» WORK INSTRUCTIONS
Across the entries that follow, tally every line holding the word "leaf" and reply with the count alone.

» DATA SECTION
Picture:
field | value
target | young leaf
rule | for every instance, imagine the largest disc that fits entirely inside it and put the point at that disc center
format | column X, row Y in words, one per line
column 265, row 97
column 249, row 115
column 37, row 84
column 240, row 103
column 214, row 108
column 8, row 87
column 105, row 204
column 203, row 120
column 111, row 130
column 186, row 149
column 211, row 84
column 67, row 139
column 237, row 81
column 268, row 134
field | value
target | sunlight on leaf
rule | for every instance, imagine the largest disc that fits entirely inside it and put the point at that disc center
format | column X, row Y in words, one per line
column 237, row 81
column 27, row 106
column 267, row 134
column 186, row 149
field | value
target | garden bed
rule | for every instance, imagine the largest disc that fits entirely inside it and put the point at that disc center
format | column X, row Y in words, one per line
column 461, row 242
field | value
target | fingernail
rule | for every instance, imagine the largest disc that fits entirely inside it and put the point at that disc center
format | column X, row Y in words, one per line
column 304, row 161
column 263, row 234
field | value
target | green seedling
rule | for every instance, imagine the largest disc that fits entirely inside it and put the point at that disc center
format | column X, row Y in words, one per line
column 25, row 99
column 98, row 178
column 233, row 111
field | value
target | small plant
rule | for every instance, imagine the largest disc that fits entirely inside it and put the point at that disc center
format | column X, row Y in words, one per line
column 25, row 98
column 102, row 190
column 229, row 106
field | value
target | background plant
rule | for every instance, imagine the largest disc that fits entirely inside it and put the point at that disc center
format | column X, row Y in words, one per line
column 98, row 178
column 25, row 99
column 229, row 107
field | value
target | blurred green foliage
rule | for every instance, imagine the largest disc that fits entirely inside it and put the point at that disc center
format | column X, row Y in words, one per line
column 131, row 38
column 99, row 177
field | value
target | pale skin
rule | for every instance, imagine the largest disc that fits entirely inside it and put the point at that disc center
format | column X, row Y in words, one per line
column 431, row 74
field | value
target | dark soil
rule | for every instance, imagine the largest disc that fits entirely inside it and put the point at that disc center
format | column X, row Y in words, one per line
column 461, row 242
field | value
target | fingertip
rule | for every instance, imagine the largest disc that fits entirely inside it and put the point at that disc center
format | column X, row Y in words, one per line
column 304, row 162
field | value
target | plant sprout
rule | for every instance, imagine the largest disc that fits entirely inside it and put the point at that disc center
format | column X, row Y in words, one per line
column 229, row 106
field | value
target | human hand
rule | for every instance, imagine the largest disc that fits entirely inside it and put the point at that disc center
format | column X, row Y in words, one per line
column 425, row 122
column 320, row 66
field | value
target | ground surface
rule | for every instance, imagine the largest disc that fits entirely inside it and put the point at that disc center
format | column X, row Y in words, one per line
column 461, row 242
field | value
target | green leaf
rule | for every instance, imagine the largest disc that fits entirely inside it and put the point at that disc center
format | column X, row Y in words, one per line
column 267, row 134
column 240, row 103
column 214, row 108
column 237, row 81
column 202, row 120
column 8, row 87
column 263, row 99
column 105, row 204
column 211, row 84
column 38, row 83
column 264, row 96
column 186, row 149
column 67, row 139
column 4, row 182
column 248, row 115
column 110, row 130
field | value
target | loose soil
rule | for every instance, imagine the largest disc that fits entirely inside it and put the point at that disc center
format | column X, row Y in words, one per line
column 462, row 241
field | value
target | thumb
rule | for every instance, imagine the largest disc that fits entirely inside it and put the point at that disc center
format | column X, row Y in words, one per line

» RESPONSE TO THIS EXERCISE
3